§ **FRAGMENTO PRESENTADO**
Más allá de que se empiece a cerrar un ciclo político en estos días, una nueva etapa comenzará en lo que respecta a política económica en la Argentina. El primer ciclo del milenio se definió con Eduardo Duhalde en seguida después de la caída de la convertibilidad, con gran devaluación, superávit fiscal y congelamiento de tarifas. Se hizo política económica keynesiana clásica: se expandió la oferta monetaria, aumentó paulatinamente el gasto sin llegar a déficit por los grandes superávit que implicó la megadevaluación y se intervino en mercados clave, como el energético, el de transporte y de otros servicios públicos. Todo ello impulsó la demanda agregada, lo que hizo que la Argentina saliera rápidamente de una profunda recesión y se recuperara de la crisis. Al mismo tiempo, estas políticas se complementaban con la gran capacidad instalada en los '90 en agroindustria, en telecomunicaciones, en reconversión productiva y en energía para aprovechar las oportunidades que el resto del mundo empezaba a generar: las exportaciones aumentaron drásticamente tanto por precio como por cantidad.

El comienzo del segundo ciclo de política económica del milenio puede fecharse, simbólicamente, con la intervención del Indec. Como suele suceder (lo mismo pasó con varias políticas de los '90), la situación argentina había cambiado pero los hacedores de política no pudieron cambiar de receta. Ya recuperada la actividad, con niveles de desempleo, pobreza y desigualdad mucho menores que durante la crisis (aunque semejantes a los '90), persistieron en políticas expansionistas, lo que llevó a la inflación persistente y la consecuente pérdida de competitividad, el déficit fiscal y las crecientes distorsiones en industrias y servicios clave. Para permitir que la economía no se frene en seco nuevamente (a través de expectativas), se necesitaron políticas que mitigaronn esos efectos: cepo a las importaciones y al dólar, aumento de impuestos incluyendo la reestatización de los fondos de pensión, incremento de subsidios económicos, estatización de YPF, etcétera.

Por supuesto, cada una de estas medidas compró tiempo, pero no solucionó los problemas de fondo: la política expansionista sin más. La consecuencia fue que las políticas expansivas ya no tienen tracción: la expansión monetaria se traslada a precios más rápidamente; la expansión fiscal financiada con carga tributaria desalienta fuertemente a la producción y al consumo; la inflación y el cepo destruyeron el ahorro; la imprevisibilidad y confiscación destruyeron la inversión y las empresas proveedoras de servicios públicos y energéticos no confían lo suficiente como para invertir. El tan temido parate llegó aún con políticas expansivas. Evidentemente, en enero de 2007 la economía argentina perdió el rumbo una vez más.

Las consecuencias económicas y sociales de esa pérdida de rumbo hubieran sido peores si el mundo no hubiera ayudado tanto: en 2008 y 2011 se alcanzaron picos récord en los precios de las exportaciones argentinas. Es cierto que a fines de 2008 el mundo se desplomó, pero la reacción de los bancos centrales y los gobiernos de todo el mundo hicieron que rápidamente se recuperara. Lo que se vislumbraba como una nueva Gran Depresión mundial terminó siendo una breve recesión, salvo en los países centrales en los que fue algo más larga pero tenue. La excepción es, por supuesto, la periferia de Europa que sí atraviesa una depresión luego de treinta años de crecimiento espectacular.

§ **DATOS PROPORCIONADOS**
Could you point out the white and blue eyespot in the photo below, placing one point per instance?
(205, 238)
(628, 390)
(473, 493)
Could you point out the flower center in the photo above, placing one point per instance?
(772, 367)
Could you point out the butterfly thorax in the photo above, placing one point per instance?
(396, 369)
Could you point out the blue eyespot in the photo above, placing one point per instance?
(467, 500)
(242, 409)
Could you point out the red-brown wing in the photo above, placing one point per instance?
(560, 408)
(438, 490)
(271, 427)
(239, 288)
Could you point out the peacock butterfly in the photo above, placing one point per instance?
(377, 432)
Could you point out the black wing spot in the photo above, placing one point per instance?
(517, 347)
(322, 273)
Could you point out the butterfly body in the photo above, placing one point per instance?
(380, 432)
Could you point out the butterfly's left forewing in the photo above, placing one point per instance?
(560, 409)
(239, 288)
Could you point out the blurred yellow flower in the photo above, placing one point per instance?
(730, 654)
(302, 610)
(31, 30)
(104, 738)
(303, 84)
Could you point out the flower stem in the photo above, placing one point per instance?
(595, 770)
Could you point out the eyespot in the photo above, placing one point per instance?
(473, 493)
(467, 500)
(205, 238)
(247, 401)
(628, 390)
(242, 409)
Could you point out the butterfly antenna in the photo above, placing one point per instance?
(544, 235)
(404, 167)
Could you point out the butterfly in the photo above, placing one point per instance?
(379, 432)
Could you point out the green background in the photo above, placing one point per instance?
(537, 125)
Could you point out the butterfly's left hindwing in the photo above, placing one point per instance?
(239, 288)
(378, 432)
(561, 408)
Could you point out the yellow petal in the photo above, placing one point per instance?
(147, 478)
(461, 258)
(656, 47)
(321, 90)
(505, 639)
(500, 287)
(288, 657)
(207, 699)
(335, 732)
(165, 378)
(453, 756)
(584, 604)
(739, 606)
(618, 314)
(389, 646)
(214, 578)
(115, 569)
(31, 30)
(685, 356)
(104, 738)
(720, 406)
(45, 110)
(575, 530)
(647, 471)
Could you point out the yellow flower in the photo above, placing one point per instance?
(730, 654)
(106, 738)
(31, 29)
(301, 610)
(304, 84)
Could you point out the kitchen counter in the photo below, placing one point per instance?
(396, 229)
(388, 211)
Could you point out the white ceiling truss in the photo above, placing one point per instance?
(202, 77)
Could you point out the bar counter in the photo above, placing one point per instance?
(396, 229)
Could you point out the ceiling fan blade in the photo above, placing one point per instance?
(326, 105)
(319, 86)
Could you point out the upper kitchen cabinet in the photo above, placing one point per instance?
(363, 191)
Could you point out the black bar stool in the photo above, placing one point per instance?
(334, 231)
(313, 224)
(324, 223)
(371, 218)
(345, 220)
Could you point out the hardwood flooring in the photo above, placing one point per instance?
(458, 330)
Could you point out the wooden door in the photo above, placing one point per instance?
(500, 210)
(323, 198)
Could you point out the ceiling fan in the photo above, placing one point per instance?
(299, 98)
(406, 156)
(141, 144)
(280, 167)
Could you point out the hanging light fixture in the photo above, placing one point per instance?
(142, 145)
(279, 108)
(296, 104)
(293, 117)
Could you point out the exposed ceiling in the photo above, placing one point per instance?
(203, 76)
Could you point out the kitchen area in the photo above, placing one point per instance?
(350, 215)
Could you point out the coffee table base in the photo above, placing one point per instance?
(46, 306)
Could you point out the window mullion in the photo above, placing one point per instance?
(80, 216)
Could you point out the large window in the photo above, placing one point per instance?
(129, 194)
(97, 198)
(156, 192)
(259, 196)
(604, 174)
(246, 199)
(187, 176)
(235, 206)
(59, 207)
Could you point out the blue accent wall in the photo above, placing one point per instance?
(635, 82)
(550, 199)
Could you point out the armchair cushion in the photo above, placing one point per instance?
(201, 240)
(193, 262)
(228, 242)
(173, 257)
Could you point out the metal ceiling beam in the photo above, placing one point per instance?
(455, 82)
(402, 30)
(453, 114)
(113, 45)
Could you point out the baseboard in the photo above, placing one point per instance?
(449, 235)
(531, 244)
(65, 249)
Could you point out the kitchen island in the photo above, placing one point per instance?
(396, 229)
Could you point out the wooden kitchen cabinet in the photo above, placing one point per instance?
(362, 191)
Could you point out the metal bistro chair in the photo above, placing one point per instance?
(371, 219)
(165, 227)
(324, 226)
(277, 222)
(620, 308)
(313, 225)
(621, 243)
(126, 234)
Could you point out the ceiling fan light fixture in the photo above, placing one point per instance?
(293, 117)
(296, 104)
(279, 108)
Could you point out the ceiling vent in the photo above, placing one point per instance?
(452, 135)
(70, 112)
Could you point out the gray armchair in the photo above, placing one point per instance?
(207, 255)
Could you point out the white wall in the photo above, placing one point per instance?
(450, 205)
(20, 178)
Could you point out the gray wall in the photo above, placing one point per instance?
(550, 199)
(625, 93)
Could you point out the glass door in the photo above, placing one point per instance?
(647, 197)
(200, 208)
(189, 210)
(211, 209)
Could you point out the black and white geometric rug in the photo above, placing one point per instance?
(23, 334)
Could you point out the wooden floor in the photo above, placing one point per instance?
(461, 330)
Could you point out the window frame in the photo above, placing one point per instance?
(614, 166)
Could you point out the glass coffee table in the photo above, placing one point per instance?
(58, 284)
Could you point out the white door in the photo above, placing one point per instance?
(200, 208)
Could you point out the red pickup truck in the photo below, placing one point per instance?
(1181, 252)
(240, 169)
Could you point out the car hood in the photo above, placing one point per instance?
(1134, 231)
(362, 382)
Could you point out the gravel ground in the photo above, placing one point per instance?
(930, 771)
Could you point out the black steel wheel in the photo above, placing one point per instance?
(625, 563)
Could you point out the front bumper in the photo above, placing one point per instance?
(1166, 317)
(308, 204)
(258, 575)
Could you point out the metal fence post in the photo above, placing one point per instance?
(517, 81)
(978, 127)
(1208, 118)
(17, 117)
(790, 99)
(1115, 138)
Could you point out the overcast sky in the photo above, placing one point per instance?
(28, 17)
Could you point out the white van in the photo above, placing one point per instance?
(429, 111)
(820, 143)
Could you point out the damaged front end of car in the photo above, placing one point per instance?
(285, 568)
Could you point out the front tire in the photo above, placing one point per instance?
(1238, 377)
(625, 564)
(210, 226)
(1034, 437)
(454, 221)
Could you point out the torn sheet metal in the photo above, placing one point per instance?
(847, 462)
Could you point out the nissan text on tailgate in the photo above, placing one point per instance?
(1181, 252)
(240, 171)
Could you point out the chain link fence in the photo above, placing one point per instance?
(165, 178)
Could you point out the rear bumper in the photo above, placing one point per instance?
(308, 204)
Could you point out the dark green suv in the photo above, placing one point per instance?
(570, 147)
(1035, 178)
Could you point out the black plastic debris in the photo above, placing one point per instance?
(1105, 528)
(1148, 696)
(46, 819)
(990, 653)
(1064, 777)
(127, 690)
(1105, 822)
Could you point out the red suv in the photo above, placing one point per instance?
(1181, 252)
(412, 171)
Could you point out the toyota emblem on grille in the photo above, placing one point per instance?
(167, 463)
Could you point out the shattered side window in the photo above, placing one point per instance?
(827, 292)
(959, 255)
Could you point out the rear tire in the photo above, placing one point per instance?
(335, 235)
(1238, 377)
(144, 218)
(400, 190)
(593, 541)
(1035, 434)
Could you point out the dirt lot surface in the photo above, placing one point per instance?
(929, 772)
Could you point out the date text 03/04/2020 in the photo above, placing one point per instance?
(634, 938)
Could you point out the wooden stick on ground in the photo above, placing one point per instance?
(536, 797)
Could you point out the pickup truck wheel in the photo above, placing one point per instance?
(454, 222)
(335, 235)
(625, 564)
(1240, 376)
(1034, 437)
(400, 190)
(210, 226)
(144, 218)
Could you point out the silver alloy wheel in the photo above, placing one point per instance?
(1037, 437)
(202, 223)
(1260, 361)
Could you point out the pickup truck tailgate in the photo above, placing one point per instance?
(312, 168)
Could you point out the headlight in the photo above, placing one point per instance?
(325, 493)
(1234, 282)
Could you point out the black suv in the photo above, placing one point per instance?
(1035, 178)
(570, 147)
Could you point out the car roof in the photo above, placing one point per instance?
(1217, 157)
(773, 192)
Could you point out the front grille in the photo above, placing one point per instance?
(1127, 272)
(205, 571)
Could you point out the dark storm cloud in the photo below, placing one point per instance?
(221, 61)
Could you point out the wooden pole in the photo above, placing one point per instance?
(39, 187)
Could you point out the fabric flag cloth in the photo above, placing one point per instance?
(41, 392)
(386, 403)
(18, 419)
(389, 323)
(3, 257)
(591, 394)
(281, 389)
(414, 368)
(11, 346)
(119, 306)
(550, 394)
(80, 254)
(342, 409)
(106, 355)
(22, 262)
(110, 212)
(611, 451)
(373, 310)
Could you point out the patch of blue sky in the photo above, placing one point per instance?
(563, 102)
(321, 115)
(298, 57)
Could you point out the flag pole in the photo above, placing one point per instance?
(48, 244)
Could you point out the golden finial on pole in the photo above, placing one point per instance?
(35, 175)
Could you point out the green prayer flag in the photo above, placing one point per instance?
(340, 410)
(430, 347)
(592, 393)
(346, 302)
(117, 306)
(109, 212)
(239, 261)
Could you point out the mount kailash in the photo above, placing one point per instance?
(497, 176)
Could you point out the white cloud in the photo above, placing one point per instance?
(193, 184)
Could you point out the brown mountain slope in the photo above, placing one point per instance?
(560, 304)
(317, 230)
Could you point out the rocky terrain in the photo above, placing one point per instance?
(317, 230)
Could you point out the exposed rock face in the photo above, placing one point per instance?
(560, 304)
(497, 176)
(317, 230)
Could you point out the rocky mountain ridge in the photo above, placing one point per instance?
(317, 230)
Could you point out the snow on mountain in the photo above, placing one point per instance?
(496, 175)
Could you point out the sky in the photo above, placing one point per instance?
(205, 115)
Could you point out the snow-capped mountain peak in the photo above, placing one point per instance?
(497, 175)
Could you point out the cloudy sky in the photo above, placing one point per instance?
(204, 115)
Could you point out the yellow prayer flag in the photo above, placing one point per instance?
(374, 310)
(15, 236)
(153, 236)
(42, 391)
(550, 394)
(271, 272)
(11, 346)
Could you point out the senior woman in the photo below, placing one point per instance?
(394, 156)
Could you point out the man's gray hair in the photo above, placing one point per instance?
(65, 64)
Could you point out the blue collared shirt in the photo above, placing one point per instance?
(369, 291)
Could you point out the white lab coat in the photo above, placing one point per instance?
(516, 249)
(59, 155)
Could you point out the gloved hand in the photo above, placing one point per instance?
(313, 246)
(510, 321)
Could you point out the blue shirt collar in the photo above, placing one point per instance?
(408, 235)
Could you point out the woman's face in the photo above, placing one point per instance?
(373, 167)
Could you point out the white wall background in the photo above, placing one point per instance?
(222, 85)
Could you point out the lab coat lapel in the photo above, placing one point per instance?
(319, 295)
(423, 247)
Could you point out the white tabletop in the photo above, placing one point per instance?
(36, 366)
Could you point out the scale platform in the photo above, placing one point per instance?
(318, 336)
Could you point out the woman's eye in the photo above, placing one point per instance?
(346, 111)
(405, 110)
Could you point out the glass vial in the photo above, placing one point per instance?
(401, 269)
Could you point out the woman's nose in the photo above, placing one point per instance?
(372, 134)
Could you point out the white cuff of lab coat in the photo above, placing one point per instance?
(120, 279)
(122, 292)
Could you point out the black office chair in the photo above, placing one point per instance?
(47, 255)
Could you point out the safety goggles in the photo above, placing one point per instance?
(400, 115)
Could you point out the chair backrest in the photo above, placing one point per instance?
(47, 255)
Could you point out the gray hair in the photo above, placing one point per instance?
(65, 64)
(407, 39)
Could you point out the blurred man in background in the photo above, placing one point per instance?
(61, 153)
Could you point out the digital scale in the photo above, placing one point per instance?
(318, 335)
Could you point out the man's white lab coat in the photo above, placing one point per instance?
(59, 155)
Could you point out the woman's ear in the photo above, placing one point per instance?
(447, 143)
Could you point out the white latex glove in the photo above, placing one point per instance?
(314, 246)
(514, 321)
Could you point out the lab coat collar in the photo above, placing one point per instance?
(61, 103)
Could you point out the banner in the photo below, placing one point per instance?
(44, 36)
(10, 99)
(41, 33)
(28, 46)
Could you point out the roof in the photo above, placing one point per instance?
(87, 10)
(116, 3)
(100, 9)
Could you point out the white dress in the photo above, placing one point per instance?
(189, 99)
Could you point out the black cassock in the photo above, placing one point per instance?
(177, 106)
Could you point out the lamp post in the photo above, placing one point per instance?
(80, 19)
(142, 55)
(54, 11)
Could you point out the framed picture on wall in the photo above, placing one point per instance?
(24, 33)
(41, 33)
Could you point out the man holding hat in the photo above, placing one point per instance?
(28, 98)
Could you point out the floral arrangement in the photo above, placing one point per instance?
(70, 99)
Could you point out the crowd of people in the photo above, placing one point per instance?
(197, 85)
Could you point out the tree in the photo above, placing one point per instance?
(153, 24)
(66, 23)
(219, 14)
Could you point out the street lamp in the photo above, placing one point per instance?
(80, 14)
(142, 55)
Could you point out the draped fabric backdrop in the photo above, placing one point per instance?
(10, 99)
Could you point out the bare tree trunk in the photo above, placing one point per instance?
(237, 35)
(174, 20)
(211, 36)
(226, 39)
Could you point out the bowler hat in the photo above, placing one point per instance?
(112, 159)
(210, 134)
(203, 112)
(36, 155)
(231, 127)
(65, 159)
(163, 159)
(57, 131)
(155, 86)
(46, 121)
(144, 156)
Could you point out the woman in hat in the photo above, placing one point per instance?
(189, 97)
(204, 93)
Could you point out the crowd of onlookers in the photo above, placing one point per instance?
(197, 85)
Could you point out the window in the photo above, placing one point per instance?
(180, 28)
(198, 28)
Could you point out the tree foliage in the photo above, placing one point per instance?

§ **CONSIGNAS**
(A) Responda, según el fragmento sobre la política económica argentina, las siguientes preguntas:
(i) ¿Con qué figura política se definió el primer ciclo de política económica del milenio?
(ii) ¿Con qué hecho puede fecharse simbólicamente el comienzo del segundo ciclo?
(iii) ¿En qué años se alcanzaron picos récord en los precios de las exportaciones argentinas?
(B) Prosiga el fragmento sobre la política económica argentina a partir de su última oración.

§ **RESPUESTAS ESCRITAS**
(A)
(i) Con Eduardo Duhalde.
(ii) Con la intervención del Indec.
(iii) En 2008 y 2011.

(B)
Plan nacional de desarrollo

Uno de las causas de la pérdida de rumbo fue la carencia de un plan nacional de desarrollo. De hecho, en estos años, muchos analistas le pedían al Gobierno que estableciera uno y que diera pautas de hacia dónde iba. Las políticas de posconvertibilidad habían permitido recuperar poder adquisitivo a gran parte de la población, y también habían permitido a otros sectores acceder a bienes y servicios que no habían disfrutado en el pasado (autos, turismo, etcétera). La gran cuestión era cómo transformar esos consumos esporádicos en consumo permanente.

Para ello se necesitaban líderes con visión, políticas de crecimiento de largo plazo y coordinación de los actores alrededor de ellas: se necesitaba un plan. En cambio, se fue en dirección contraria: políticas arbitrarias implementadas por inexpertos o con visión limitada. Las políticas expansivas, que en un primer ciclo habían sido funcionales a las dos objetivos principales de un Gobierno (el desarrollo y la acumulación de poder), servían en el segundo ciclo sólo al segundo objetivo, y sacrificaban el desarrollo.

Así, por ejemplo, la expansión monetaria, en el primer ciclo, impulsó la demanda agregada, lo que aseguró que la economía no se quedara en un equilibrio de alto desempleo y, por otro lado, implicó una fuente de financiación para el Gobierno Nacional y un arma de negociación poderosísima con empresas, sindicatos y burocracia estatal, lo que permitió la acumulación de poder. En el segundo ciclo, la expansión monetaria generó inflación, lo que desalentó la inversión de largo plazo, minó el empleo estable y carcomió el salario real. Por otro lado, el impuesto inflacionario creció y la influencia del Gobierno sobre variables nominales (precios, salarios privados, salarios públicos y presupuestos) se tornó central. El Gobierno concentró poder, pero sacrificó el desarrollo o, si se quiere, el bienestar social de largo plazo.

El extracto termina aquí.